● **Document**:
----

Other times he would murmur, “Remember this is our secret. If you tell your mother she’ll put me in jail and I’ll have to leave. You don’t want me to go away, do you honey?”
At six years old, I didn’t know what jail was but it sounded bad to me, and I knew I didn’t want to be responsible for him leaving. I would do anything I could to make sure that didn’t happen. My father’s weekly or monthly visits—I can’t recall how often—went on for several years. It became our secret, and it ruled my life. I got used to being awaken in the middle of the night. Keeping my eyes tightly shut, I couldn’t wait for it to end; yet other times I even enjoyed how he made me feel.
Whether my young mother was at work, or dead tired from the sleeping pills she ingested, she never woke up, nor did anyone else during his nighttime visits. Throughout the years while this was happening, my sister seemed to be nowhere in sight, even though we both shared the same bed, and the ironic thing was, I never wondered where she was.
As I got older and realized what Dad was doing to me was wrong, I began to feel guilty and ashamed. Sometimes I tried to protest in the darkness of my room. Then he began to threaten me. “If you don’t do this with me I will do this to your sister.” I was determined to protect my sister at any cost, I did not want her to go through the horror I was experiencing.
My father spoke things to me and masterfully manipulated me into thinking it was all my fault. The words he used were meticulously chosen and I believed him and blamed myself for the terror in the night.

----

● **Goal**: Can you copy, word for word, everything in the account from "Other times he" down to "made me feel."? Work only from the account above.

● **Rows**:
----

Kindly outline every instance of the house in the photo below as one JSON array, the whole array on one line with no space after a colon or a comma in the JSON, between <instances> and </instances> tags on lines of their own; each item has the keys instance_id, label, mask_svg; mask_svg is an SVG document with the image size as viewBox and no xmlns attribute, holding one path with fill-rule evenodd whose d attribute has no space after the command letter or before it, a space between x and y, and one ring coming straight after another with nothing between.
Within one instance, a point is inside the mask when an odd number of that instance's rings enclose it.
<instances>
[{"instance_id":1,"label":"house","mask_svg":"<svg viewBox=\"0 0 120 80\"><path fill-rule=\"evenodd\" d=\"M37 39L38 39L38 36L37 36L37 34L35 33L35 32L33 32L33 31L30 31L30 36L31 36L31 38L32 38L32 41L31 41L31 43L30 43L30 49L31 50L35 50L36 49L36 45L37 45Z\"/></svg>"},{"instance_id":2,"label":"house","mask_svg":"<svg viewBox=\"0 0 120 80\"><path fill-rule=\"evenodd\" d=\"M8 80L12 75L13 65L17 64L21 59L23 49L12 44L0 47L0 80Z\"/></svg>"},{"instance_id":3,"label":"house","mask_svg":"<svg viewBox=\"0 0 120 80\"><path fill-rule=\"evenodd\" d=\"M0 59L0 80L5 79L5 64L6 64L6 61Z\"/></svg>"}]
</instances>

----

● **Solution to the problem**:
Other times he would murmur, “Remember this is our secret. If you tell your mother she’ll put me in jail and I’ll have to leave. You don’t want me to go away, do you honey?”
At six years old, I didn’t know what jail was but it sounded bad to me, and I knew I didn’t want to be responsible for him leaving. I would do anything I could to make sure that didn’t happen. My father’s weekly or monthly visits—I can’t recall how often—went on for several years. It became our secret, and it ruled my life. I got used to being awaken in the middle of the night. Keeping my eyes tightly shut, I couldn’t wait for it to end; yet other times I even enjoyed how he made me feel.